Given data>

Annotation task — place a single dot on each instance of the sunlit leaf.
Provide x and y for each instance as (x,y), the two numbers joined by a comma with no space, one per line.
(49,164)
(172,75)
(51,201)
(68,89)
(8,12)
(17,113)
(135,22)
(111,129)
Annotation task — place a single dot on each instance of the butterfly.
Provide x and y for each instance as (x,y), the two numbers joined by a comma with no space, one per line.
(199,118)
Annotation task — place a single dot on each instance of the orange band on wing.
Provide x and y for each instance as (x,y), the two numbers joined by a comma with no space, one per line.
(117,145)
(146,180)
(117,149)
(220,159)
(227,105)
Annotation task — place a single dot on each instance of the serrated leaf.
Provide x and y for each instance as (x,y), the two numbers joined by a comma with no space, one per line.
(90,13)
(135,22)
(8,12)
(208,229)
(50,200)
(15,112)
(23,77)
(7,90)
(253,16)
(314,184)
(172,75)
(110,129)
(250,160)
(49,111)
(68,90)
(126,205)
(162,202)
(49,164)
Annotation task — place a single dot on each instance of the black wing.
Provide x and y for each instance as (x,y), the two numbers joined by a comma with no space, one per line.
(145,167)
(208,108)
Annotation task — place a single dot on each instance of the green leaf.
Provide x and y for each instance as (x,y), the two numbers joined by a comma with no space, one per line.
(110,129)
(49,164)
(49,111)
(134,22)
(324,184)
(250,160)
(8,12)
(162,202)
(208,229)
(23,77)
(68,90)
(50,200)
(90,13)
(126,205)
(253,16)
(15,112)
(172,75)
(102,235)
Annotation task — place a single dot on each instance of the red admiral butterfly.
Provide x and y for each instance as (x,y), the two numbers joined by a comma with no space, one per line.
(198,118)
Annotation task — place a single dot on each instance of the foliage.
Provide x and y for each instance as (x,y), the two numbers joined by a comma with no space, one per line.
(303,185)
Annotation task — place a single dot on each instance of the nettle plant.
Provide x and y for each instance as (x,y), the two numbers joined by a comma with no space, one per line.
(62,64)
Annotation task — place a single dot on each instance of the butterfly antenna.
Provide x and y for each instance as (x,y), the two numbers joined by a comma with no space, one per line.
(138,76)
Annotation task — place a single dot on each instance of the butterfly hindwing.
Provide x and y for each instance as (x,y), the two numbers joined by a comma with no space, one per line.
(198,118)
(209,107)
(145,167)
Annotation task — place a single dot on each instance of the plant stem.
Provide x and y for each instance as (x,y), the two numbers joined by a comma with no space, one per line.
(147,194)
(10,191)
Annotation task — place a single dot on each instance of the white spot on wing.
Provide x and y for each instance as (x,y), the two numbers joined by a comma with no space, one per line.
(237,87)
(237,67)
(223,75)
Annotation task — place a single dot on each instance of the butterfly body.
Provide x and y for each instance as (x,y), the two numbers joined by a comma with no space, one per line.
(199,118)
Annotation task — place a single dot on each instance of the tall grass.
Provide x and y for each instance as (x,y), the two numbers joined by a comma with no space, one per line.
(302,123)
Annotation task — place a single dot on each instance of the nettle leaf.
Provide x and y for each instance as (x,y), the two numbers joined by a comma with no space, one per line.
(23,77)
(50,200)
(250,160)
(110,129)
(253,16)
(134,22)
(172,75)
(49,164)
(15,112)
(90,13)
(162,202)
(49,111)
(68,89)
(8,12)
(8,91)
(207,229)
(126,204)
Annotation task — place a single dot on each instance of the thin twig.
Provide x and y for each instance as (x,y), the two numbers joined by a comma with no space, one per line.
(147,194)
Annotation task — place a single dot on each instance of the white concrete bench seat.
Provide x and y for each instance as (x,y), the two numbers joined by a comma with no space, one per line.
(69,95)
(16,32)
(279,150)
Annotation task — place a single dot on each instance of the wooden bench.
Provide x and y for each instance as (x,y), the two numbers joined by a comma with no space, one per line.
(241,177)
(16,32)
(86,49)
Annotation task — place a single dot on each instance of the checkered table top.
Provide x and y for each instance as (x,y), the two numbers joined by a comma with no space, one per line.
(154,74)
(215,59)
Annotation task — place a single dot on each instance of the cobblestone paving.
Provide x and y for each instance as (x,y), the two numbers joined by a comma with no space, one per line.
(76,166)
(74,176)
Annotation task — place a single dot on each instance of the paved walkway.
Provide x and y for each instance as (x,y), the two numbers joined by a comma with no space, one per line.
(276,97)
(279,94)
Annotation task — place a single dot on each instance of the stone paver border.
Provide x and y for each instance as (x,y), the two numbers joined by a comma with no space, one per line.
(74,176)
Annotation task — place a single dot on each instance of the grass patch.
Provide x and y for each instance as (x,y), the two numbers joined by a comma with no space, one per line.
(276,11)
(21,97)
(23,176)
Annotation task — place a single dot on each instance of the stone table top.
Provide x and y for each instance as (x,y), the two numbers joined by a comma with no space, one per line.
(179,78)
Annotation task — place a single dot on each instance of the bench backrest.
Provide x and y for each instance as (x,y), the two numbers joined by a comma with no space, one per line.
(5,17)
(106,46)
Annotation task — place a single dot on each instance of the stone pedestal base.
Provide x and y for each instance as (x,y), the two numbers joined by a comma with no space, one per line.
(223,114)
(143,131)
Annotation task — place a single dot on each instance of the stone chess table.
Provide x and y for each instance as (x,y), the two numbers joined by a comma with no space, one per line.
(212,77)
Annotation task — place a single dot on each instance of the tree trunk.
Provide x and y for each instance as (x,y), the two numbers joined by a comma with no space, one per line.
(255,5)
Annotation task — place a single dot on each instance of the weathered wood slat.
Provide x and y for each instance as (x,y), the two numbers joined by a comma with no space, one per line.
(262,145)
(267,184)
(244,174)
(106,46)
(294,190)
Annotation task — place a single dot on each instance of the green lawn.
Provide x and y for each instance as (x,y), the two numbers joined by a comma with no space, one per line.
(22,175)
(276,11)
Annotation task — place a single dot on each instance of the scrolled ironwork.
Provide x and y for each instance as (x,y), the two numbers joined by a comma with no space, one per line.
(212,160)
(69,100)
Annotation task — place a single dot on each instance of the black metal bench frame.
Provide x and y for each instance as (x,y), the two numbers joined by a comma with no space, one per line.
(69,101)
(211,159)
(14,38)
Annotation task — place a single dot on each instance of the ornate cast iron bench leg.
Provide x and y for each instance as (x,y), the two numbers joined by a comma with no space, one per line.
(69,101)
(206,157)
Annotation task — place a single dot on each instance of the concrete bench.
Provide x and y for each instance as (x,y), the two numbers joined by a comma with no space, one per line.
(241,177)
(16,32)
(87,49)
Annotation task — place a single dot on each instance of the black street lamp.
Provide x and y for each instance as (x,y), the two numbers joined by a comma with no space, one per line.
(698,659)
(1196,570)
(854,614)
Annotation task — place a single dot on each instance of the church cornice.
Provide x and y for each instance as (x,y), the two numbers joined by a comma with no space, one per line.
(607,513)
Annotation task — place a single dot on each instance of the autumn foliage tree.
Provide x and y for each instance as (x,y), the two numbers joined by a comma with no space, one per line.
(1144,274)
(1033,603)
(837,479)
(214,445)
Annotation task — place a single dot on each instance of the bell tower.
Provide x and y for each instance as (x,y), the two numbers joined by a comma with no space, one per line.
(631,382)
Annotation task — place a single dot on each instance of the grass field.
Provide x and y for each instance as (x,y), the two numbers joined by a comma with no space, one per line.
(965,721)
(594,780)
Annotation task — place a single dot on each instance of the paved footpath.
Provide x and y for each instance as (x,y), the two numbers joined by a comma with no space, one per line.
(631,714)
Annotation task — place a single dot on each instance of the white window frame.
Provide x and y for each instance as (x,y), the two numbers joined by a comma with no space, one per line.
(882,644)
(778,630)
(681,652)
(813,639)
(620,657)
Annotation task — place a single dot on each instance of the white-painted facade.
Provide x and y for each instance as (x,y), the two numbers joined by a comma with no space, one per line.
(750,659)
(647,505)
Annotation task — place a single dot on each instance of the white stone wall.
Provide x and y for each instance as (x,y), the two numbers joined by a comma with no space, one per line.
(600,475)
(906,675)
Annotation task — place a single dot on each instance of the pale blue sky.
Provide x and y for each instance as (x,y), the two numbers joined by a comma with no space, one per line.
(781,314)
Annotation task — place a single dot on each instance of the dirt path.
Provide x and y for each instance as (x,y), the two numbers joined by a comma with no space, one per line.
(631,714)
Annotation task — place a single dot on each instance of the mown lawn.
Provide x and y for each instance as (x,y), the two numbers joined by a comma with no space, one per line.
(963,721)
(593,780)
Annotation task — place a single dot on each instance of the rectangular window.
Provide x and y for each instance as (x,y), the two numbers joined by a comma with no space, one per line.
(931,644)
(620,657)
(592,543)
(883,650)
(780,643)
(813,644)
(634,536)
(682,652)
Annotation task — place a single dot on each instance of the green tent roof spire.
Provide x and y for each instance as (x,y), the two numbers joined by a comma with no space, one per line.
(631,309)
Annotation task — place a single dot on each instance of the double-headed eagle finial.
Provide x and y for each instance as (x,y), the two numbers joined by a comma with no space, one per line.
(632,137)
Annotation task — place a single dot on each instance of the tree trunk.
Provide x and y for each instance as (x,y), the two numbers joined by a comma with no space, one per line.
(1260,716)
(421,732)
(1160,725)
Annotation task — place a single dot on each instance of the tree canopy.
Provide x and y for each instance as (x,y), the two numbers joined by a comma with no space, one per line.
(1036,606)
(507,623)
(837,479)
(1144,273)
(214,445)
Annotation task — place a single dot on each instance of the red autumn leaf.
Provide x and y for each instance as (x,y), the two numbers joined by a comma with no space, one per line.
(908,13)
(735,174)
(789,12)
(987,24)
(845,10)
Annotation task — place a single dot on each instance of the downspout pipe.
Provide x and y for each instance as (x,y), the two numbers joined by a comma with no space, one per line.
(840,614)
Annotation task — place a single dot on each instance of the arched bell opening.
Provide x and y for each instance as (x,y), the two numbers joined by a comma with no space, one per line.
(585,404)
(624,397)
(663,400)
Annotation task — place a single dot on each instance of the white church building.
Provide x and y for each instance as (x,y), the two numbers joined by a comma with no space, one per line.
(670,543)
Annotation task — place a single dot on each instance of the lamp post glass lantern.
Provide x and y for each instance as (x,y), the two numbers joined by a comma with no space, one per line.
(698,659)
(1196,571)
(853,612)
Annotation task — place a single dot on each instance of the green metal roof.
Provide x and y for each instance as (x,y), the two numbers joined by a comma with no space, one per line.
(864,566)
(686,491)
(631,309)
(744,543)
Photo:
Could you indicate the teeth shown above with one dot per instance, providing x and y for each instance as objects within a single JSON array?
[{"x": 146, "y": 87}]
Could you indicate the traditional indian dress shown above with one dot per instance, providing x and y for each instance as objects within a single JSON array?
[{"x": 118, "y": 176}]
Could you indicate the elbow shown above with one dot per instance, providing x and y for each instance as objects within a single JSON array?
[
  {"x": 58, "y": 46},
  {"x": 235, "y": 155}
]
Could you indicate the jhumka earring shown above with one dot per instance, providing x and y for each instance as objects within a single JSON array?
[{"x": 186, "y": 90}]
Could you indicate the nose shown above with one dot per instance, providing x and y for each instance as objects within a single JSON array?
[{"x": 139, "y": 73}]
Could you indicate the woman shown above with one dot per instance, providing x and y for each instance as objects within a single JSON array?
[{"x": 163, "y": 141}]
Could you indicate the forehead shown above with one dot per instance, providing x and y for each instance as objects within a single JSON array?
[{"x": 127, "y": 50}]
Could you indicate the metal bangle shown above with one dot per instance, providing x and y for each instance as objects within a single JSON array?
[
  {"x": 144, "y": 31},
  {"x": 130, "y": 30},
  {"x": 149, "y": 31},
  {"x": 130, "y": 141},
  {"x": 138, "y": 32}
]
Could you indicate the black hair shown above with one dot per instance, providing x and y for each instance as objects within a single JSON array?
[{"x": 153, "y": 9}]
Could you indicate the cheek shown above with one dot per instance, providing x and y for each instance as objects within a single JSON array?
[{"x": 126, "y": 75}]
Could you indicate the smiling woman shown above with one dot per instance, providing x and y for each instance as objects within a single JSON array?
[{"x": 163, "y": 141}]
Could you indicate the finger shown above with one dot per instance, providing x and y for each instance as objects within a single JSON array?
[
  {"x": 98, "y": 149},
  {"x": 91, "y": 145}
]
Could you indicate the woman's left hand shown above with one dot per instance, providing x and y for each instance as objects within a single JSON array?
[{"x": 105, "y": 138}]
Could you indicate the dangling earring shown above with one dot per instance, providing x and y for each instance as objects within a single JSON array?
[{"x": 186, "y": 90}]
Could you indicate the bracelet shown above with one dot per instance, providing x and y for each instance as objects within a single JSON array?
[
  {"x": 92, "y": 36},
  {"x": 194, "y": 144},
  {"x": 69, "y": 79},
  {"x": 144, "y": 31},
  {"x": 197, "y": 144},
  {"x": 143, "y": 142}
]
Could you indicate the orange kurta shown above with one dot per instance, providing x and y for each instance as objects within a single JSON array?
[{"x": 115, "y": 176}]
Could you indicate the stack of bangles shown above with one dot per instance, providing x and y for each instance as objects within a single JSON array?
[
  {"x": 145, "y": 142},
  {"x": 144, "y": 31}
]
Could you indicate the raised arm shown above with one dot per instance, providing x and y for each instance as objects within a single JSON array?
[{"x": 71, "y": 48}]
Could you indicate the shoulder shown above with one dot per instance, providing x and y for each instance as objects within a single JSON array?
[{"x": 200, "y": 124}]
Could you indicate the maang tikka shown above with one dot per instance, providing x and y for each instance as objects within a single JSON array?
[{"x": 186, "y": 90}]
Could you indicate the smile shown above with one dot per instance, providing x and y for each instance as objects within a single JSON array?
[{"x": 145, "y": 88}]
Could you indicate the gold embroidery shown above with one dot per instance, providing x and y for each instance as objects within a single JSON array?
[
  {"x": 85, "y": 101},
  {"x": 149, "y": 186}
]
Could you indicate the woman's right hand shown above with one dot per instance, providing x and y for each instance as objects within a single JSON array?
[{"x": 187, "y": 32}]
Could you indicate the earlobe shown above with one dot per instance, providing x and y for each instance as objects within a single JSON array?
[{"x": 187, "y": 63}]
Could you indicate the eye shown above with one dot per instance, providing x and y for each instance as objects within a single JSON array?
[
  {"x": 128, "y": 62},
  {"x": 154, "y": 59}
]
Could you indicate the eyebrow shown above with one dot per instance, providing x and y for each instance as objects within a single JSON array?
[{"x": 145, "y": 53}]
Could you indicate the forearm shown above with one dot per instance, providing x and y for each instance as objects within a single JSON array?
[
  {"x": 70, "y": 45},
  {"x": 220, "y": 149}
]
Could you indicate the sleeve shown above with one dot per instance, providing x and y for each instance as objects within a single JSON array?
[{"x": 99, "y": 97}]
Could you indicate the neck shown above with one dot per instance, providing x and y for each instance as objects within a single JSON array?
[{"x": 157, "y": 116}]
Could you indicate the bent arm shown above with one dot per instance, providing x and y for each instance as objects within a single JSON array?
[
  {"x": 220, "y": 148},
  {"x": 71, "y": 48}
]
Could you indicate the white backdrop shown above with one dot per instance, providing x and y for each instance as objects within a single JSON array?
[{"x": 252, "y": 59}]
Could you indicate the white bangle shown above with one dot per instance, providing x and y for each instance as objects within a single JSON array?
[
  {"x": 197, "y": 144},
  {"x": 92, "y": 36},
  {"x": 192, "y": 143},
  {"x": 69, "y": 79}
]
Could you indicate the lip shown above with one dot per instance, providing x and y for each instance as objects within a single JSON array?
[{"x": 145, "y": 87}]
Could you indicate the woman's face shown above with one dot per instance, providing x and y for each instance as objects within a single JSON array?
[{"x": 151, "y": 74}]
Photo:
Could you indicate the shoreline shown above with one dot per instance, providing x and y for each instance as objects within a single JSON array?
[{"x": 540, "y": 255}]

Directions>
Each line in the records that carries "grass" must be copied out.

Output of the task>
Annotation task — place a single dot on each instance of the tall grass.
Annotation task — place a single dot on each instance of the grass patch.
Annotation task — place a single dot on each instance of the grass field.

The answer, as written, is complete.